TASK DETAILS:
From the entries below, reproduce exactly the line containing "armrest shown in the photo above.", the line containing "the neighboring house shown in the photo above.", and every line in between, with nothing added.

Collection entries
========================

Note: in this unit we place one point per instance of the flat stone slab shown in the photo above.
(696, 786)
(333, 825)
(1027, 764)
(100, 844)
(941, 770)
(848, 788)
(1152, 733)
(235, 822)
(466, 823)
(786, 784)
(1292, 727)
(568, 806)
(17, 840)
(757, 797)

========================

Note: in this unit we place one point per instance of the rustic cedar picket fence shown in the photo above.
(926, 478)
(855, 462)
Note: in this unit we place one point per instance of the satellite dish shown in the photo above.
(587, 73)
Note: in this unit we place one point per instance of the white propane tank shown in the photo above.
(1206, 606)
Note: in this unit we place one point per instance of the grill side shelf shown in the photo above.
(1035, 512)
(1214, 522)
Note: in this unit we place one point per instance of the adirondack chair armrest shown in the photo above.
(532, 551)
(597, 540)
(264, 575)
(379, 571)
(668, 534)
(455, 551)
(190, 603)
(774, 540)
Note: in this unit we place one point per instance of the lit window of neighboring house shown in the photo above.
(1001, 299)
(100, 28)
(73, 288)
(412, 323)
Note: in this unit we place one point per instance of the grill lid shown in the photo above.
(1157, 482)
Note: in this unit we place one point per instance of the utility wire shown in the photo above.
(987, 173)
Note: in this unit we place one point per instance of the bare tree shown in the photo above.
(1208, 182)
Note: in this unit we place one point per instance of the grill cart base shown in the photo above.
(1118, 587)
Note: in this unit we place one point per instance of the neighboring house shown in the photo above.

========================

WRITTEN SOLUTION:
Note: in this unit we place one point per instance of the adirondack chair armrest shown in the photo above.
(532, 551)
(597, 540)
(264, 575)
(379, 571)
(668, 534)
(455, 551)
(190, 603)
(774, 540)
Note: in this unit we place one point per instance of the lit window of neighboring house shown in the photo above.
(1001, 299)
(100, 28)
(73, 288)
(412, 323)
Note: in this unit we place one point per instance of the grill lid shown in the photo above.
(1157, 482)
Note: in this unit we place one point per instance of the utility wire shown in the photo above.
(987, 173)
Note: in this unit we place one point per instance of the bare tree shown in the photo above.
(1208, 182)
Note: in this unit we place one point per instance of the grill cart base shown in the photo above.
(1118, 587)
Note: in this unit we place one point per instance of the neighboring house shown in the photo above.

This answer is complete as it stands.